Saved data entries
•••••

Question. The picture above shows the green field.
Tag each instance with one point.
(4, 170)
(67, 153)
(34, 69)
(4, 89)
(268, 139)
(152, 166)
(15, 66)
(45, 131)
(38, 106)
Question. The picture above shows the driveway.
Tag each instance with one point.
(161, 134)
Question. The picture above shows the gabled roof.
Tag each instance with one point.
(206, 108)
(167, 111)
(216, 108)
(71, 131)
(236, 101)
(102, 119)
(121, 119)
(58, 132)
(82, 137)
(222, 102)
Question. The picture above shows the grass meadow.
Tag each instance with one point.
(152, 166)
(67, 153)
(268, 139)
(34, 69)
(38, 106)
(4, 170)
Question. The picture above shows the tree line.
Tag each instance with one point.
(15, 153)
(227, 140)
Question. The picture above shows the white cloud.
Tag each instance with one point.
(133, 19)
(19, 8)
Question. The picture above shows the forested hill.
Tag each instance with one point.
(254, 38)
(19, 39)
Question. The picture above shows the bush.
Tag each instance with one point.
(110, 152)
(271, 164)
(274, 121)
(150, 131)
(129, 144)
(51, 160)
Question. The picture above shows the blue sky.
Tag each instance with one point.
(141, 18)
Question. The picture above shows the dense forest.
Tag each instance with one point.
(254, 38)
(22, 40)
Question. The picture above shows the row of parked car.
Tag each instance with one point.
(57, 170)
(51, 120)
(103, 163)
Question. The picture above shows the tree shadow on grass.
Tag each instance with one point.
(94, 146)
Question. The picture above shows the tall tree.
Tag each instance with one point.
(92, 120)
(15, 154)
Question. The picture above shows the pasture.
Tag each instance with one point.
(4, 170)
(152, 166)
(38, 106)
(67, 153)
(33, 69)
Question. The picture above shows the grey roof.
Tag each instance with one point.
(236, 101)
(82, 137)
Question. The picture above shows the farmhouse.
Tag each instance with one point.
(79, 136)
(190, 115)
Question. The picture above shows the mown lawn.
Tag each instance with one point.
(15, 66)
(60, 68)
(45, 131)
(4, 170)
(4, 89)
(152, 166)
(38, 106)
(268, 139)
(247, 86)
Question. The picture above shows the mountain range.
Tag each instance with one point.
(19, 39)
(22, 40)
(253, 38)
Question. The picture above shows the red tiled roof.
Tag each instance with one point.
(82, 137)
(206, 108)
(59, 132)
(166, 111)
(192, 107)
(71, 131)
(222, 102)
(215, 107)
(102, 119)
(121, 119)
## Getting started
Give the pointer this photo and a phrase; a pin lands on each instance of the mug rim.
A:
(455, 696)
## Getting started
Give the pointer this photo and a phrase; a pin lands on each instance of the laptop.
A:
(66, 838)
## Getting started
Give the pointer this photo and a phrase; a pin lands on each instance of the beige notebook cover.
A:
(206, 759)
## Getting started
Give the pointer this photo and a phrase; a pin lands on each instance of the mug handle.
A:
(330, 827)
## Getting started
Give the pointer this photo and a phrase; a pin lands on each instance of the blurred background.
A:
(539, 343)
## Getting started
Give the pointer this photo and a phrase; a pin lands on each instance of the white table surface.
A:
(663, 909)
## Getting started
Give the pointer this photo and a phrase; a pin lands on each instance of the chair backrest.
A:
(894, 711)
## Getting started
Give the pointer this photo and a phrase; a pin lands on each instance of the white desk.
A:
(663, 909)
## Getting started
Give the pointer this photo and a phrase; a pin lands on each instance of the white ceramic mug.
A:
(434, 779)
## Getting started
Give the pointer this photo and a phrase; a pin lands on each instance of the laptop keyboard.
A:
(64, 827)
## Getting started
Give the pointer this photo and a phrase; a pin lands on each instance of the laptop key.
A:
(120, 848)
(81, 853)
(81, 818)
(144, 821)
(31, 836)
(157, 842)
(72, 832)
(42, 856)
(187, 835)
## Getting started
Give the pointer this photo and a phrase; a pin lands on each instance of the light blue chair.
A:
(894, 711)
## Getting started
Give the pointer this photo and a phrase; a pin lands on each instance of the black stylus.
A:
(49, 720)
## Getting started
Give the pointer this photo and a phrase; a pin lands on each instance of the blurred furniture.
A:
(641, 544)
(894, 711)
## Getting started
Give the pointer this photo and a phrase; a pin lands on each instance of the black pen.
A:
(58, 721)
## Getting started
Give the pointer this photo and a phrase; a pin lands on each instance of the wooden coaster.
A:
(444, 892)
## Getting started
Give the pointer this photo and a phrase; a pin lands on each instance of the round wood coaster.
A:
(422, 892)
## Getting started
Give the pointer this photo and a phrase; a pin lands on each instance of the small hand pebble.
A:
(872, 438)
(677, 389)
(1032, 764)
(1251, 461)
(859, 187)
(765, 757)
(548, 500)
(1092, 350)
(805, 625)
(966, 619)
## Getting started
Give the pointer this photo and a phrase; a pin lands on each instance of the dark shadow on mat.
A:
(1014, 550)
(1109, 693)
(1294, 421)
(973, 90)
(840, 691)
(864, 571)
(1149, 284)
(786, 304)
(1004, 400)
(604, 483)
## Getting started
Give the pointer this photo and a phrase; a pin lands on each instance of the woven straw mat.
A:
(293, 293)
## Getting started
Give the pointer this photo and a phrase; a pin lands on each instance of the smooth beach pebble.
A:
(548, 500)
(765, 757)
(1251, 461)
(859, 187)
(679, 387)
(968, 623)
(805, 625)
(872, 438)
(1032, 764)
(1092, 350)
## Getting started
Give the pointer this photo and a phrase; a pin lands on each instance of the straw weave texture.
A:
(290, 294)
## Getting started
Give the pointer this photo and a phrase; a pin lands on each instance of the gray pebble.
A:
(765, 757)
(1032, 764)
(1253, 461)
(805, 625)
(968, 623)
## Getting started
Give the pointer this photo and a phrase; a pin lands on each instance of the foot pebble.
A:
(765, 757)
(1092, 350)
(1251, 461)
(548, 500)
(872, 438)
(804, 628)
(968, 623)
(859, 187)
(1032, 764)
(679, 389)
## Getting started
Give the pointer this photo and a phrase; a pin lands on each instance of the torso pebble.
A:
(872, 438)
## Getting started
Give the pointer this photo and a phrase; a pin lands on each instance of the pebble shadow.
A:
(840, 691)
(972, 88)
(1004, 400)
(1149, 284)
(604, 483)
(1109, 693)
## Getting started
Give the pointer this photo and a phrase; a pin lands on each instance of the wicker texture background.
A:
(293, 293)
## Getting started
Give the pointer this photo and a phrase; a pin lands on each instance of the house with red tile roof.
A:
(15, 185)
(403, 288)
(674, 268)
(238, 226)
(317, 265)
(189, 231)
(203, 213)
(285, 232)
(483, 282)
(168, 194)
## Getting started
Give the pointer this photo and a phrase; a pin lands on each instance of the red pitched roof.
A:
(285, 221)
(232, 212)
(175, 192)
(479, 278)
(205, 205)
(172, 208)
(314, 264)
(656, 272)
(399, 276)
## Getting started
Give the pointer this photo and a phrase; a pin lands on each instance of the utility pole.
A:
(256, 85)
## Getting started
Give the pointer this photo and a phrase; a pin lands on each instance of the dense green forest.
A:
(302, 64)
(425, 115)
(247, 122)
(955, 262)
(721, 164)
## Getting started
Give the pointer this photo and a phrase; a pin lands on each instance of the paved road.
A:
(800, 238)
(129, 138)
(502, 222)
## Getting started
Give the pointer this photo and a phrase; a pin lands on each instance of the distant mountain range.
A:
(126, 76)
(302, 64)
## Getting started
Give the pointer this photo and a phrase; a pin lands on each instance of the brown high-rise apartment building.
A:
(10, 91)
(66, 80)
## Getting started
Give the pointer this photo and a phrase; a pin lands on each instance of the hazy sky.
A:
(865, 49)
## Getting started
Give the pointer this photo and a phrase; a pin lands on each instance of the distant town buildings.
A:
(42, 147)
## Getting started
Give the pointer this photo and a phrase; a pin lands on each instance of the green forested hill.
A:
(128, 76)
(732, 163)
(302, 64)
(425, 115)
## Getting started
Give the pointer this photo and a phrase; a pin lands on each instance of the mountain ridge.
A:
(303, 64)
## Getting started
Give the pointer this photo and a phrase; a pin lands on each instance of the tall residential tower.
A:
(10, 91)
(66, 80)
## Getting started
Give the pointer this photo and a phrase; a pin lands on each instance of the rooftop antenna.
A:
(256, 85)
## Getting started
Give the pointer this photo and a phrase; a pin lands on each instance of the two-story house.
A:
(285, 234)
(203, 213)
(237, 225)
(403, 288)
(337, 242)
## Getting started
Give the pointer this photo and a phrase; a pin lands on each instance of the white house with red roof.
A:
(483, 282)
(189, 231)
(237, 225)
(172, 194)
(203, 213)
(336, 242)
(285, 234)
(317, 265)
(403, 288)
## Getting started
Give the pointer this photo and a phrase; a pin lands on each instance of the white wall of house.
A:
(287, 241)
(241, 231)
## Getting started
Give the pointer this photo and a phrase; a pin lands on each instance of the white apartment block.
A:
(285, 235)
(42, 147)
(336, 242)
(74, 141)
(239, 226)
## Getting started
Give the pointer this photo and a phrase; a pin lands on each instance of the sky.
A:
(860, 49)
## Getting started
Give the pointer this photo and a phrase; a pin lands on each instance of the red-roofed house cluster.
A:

•••••

- _Task goal_
List every line of the material above that contains the word "white", copying each line in full.

- _Expected output_
Question. The picture above shows the white cloud.
Give the pointer this photo and a phrase; a pin lands on each instance of the white table surface.
Give the pointer this photo and a phrase; a pin lands on each instance of the white desk.
Give the pointer this photo and a phrase; a pin lands on each instance of the white ceramic mug.
Give the pointer this photo and a phrase; a pin lands on each instance of the white house with red roof.
Give the pointer this photo and a phrase; a pin lands on each instance of the white wall of house.
Give the pointer this photo and a phrase; a pin lands on each instance of the white apartment block.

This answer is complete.